Page extract:

------------------------------------------------------------------------

Relatively quick turn around. This weekend was a busy one.

First thing I worked on after getting the screw and hub assembled for the wagon vise, was getting the endcaps drilled and bolted on the bench

1/2" bolts, counterbored into the endcaps









with a nut and washer on the underside.









Single 4" bolt on the wagon vise end due to width restrictions, and and double bolt on the leg vise end. Double bolt because I couldn't get the 4 1/2" bolt back too far due to the leg tenon being there, so I ended up using a 3" bolt on the back. I decided on this because I didn't like the pivot point being so far forward when I'm going to be having a tool well hanging off of it.










With that done, I decided I'd flatten the top a little bit. Jack, Jointer, and Smoother (using my #5 1/2)




























With that done, I turned my attention back to the wagon vise. I had drilled the hole for the handle, and was going to wait until I could use my powered miter saw to cut the hub to length. Somewhere along the line I decided "What the heck, let's go for it". So I decided to give it a shot by hand first. I think it actually went better than I was expecting. I'm glad I did 



















Then I made the garter plate for it. I made it out of 1/2" oak. I used a 2 1/8" forstner bit about 1/4" deep to come up around the hub a bit, and a 1 1/4" to go the rest of the way through. Then I cut it in half with my handsaw. Drilled, and countersunk, and chamfered the edges.



















I drilled 2 of the dog holes last night, which means the wagon is now functional 





































Tonight I drilled the rest of the dog holes. They're all 4" apart, and there's 5" of travel with the wagon vise.










I also took a video of the wagon vise in operation. I was actually relatively surprised at how well it worked. Most of the noise is the handle rattling in the hub.


----------



## donwilwol (May 16, 2011)

Mosquito said:


> *Wagon Vise completed, endcaps bolted on, and top flattened.*
> 
> Relatively quick turn around. This weekend was a busy one.
> 
> ...


I like it. Well done.


----------



## mochoa (Oct 9, 2009)

Mosquito said:


> *Wagon Vise completed, endcaps bolted on, and top flattened.*
> 
> Relatively quick turn around. This weekend was a busy one.
> 
> ...


Sweet. The wagon vise works great man! Well done. Do you plan to glue the DT or leave it dry?


----------



## Mosquito (Feb 15, 2012)

Mosquito said:


> *Wagon Vise completed, endcaps bolted on, and top flattened.*
> 
> Relatively quick turn around. This weekend was a busy one.
> 
> ...


Thanks Don.

Thanks Mauricio. I plan to leave it dry. I also don't plan to fill the gap from the groove for the wagon block either. I can take the garter plate off, remove the screw, and take the endcaps/tool well off, for really easy transportation if I want. I can also replace the wagon block should I need to that way as well.

------------------------------------------------------------------------

Short exercise 1:
Restate word for word the passage of the wagon vise thread from "Then I made" up to and including "chamfered the edges.".

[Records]
------------------------------------------------------------------------

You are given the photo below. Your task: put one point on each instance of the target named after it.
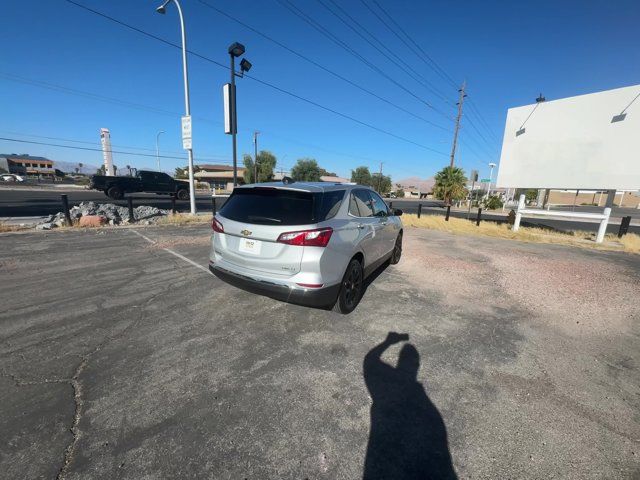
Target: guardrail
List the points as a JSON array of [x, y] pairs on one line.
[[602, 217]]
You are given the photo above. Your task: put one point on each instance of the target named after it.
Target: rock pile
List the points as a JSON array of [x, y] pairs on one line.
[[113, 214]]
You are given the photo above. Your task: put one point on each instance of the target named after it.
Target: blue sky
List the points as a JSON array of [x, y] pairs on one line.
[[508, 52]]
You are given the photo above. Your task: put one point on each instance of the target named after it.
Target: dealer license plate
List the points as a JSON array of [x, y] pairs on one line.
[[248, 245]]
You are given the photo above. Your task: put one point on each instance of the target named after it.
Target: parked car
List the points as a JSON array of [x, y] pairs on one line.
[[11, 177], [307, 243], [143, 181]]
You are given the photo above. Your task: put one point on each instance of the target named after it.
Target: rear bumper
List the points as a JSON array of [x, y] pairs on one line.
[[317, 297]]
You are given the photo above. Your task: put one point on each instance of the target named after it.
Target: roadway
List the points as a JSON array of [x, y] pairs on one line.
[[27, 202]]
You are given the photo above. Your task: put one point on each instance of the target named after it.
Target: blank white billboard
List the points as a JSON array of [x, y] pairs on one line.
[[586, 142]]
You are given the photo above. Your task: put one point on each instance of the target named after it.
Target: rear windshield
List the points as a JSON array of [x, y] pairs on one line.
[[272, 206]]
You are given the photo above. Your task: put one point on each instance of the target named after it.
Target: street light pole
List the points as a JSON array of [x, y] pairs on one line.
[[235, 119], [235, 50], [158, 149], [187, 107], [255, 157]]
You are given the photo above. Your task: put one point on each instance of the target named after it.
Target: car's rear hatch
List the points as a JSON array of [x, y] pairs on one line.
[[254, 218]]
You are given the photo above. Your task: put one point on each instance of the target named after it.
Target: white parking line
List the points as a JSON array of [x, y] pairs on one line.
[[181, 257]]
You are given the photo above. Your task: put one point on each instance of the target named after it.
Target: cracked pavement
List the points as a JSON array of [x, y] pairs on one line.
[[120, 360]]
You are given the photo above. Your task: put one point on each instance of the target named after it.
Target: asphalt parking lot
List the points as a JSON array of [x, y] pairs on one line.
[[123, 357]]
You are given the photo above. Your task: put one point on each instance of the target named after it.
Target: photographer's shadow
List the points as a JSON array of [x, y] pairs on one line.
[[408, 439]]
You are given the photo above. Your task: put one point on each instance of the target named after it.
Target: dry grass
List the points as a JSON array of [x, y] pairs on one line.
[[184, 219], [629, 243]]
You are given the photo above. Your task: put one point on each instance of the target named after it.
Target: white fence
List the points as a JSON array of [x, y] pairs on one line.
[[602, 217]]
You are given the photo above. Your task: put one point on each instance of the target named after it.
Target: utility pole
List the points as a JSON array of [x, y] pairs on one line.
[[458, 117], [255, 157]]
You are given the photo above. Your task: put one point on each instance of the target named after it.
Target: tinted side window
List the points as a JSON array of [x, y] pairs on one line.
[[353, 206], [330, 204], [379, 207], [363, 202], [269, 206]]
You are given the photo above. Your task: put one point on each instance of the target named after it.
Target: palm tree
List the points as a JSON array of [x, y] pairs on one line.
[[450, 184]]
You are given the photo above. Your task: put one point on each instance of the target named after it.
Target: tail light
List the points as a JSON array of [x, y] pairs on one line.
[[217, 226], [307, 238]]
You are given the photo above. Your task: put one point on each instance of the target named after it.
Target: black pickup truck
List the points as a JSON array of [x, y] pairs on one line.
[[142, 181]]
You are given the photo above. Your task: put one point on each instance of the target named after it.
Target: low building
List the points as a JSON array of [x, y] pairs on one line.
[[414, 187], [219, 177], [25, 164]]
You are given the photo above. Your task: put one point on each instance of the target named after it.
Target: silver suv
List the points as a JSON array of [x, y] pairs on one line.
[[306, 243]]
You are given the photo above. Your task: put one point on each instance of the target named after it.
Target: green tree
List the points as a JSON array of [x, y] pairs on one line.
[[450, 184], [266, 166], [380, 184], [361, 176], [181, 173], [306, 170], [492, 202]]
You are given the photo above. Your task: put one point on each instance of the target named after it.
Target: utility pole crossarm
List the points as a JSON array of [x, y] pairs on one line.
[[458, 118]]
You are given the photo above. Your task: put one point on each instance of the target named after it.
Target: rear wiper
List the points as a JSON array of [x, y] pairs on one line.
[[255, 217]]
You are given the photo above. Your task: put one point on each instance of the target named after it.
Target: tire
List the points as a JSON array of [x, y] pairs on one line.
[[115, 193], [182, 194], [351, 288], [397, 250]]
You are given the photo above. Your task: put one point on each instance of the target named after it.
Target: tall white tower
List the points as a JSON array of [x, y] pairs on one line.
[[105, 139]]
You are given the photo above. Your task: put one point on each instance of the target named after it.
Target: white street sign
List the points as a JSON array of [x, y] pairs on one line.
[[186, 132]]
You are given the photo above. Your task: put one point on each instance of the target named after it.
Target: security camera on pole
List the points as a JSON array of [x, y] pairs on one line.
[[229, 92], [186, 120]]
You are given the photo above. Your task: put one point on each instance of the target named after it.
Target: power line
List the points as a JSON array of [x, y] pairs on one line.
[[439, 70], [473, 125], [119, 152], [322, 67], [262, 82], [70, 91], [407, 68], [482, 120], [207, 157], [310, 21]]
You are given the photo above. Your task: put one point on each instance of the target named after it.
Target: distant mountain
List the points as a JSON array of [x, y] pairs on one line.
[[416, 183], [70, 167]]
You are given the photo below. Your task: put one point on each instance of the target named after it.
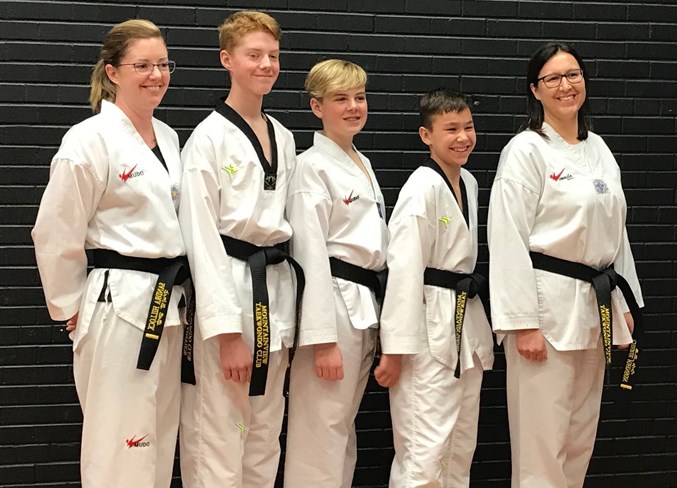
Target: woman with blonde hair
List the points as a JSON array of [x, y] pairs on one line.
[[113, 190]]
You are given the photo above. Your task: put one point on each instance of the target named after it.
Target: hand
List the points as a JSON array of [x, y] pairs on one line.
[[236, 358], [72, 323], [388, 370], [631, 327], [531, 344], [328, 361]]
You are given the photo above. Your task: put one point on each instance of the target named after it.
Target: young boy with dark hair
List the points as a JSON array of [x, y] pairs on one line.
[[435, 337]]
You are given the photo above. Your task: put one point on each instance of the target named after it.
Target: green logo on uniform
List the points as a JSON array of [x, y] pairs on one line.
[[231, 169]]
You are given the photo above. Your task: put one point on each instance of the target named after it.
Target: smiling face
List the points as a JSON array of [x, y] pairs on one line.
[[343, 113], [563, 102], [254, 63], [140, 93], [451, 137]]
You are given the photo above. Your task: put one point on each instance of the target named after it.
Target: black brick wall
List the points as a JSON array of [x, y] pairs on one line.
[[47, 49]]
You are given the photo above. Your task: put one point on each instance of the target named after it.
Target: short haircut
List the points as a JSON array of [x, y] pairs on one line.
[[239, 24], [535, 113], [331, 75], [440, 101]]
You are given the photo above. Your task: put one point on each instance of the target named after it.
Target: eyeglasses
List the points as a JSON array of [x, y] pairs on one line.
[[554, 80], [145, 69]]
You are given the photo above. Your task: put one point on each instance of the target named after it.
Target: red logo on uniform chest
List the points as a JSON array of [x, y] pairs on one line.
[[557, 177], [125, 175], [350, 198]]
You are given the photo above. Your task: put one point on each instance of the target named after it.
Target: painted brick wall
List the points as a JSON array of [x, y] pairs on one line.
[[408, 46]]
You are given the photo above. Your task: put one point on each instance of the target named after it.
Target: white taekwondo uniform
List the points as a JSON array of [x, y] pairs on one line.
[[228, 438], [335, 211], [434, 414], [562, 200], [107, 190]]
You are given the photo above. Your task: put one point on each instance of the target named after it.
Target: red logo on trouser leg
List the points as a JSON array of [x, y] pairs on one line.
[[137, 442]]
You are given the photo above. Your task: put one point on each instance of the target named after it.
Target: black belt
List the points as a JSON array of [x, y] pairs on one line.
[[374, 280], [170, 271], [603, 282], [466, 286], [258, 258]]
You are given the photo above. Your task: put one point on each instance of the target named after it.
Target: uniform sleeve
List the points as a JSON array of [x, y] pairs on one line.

------------------------------------------------------------------------

Short exercise 2:
Locate each line in the listing that contains the string "light" and copy those lines out.

Reply 1:
Then I made the garter plate for it. I made it out of 1/2" oak. I used a 2 1/8" forstner bit about 1/4" deep to come up around the hub a bit, and a 1 1/4" to go the rest of the way through. Then I cut it in half with my handsaw. Drilled, and countersunk, and chamfered the edges.

Reply 2:
Target: street light pole
Target: tail light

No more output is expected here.